Document
12  Monitoring Slurm Jobs

Author

Sean Taylor, Marc Carlson, Glenn Morton, Lindsay Clark, Neerja Katiyar

Published

May 7, 2026

Slurm provides several tools for monitoring, in-depth analysis and control over your jobs, you can use sacct, seff, and scontrol. Each command provides a different type of information.

12.1 Monitoring queued and running jobs

Once you have submitted a job, you can use the squeue command to check its status. This command provides a real-time snapshot of all jobs currently in the Slurm queue.

12.1.1 Example commands

  • To check the status of a specific job that is currently running:
squeue -j <job_id>
  • You can view all jobs on the system by simply running:
squeue
  • To filter the results and see only your jobs, use the -u flag with your username:
squeue -u <your_username>

The output of squeue will show important information about your jobs, including their JOBID, PARTITION, NAME, STATE (e.g., PENDING, RUNNING, COMPLETING), and the NODELIST(REASON). The reason a job is pending is particularly useful for debugging, as it might indicate that it is waiting for a specific resource.

12.2 Analyzing past jobs

sacct is for job accounting and historical data. It queries the Slurm accounting database and provides detailed information about completed, canceled, or failed jobs. Unlike squeue, which shows a live view, sacct gives you a permanent record of a job’s resource usage, start and end times, exit code, and more.

Problem description
Summarize the Slurm job monitoring guide in two sentences. You won't need the entries that follow this guide.

Extracted data entries
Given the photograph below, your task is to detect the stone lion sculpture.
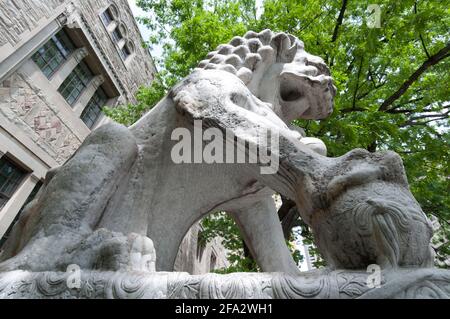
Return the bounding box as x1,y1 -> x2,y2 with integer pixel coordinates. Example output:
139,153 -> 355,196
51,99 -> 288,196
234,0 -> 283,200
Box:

The completed task
Slurm provides several tools, including sacct, seff, and scontrol, for monitoring, analyzing, and controlling jobs, and the squeue command gives a real-time snapshot of queued and running jobs, showing each job's ID, partition, name, state, and node list or pending reason. For past jobs, sacct queries the accounting database and gives a permanent record of completed, canceled, or failed jobs, including resource usage, start and end times, and exit code.